— BEGIN Given data —

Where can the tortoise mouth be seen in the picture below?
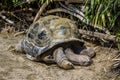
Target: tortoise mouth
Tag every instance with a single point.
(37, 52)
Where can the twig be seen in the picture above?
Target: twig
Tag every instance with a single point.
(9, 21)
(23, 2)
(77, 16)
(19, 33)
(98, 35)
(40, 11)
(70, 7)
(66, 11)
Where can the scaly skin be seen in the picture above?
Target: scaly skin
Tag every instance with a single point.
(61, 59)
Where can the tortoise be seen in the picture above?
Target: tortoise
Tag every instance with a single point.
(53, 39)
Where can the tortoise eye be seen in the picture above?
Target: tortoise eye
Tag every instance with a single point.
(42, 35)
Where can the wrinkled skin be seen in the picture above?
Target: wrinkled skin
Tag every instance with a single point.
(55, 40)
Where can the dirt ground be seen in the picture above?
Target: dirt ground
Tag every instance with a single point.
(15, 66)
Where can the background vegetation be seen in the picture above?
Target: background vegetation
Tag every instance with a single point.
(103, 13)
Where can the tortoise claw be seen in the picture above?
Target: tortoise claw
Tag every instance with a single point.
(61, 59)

— END Given data —
— BEGIN Given data —

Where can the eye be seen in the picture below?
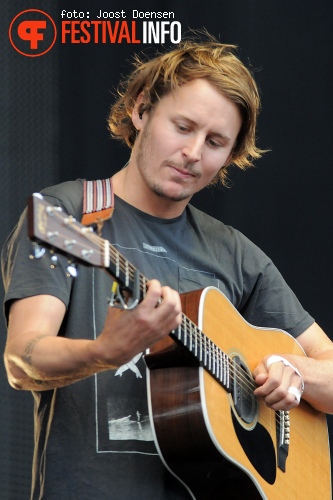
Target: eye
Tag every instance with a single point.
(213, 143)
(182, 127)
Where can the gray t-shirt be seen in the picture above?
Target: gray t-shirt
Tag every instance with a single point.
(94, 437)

— END Given data —
— BEGIN Given data —

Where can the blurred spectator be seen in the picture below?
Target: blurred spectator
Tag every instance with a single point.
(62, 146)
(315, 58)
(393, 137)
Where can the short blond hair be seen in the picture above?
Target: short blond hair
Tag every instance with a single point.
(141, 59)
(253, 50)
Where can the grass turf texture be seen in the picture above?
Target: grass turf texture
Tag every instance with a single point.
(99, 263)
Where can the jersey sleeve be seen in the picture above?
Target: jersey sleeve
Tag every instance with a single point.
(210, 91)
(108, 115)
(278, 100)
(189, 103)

— END Given data —

## What the task asks
Pull out each line of the records above that contains the string "scaly".

## Worked answer
Where can the scaly skin be seen in the picture above?
Target: scaly skin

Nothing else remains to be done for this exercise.